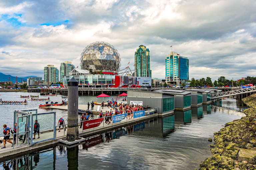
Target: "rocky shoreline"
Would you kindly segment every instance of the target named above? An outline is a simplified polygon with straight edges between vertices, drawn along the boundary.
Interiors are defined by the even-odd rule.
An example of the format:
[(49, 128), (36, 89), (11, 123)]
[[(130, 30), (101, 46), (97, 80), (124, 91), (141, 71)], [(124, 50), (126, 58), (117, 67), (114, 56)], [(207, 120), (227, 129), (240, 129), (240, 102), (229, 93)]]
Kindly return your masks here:
[(243, 111), (246, 116), (214, 133), (213, 156), (202, 162), (200, 170), (256, 169), (256, 94), (242, 100), (249, 107)]

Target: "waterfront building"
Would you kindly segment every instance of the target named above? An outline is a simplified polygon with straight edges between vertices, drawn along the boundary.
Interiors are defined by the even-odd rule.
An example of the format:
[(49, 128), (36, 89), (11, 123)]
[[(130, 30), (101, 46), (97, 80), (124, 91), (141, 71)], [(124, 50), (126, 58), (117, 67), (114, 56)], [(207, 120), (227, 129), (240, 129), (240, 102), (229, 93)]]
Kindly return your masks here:
[(75, 68), (75, 66), (71, 61), (64, 61), (60, 63), (60, 82), (63, 82), (63, 77), (68, 75), (68, 73)]
[(44, 82), (50, 85), (59, 82), (59, 70), (54, 65), (48, 64), (44, 69)]
[[(27, 85), (31, 86), (32, 85), (38, 85), (38, 82), (40, 82), (40, 83), (42, 82), (42, 77), (28, 77), (27, 78)], [(35, 82), (36, 84), (35, 84)]]
[(157, 113), (160, 116), (163, 116), (174, 112), (174, 95), (164, 93), (127, 90), (127, 103), (130, 104), (134, 101), (140, 101), (145, 107), (151, 108), (158, 108)]
[(152, 77), (149, 50), (141, 45), (134, 55), (135, 77)]
[(191, 91), (174, 89), (161, 89), (154, 91), (175, 95), (174, 109), (176, 110), (186, 110), (191, 107)]
[(188, 81), (189, 64), (187, 58), (171, 51), (165, 58), (165, 82), (167, 85), (186, 84)]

====

TO BE DONE: Copy the material word for word, from its start up to and including the line with "100), (249, 107)]". Leave the pictures out of your answer.

EXERCISE SOLUTION:
Target: "rocky shoreline"
Would you kindly segment every instance of the target named above? An outline is a simplified polygon with straight edges between vertices, drawn along the boundary.
Interiors are defined by the even-odd rule.
An example of the format:
[(49, 128), (36, 89), (11, 123)]
[[(130, 30), (101, 46), (97, 80), (124, 91), (141, 71)], [(124, 50), (126, 58), (117, 67), (114, 56)], [(207, 120), (227, 129), (240, 129), (240, 102), (229, 93)]]
Kindly return your masks here:
[(243, 111), (246, 116), (214, 133), (213, 156), (202, 162), (200, 170), (256, 169), (256, 94), (242, 100), (249, 107)]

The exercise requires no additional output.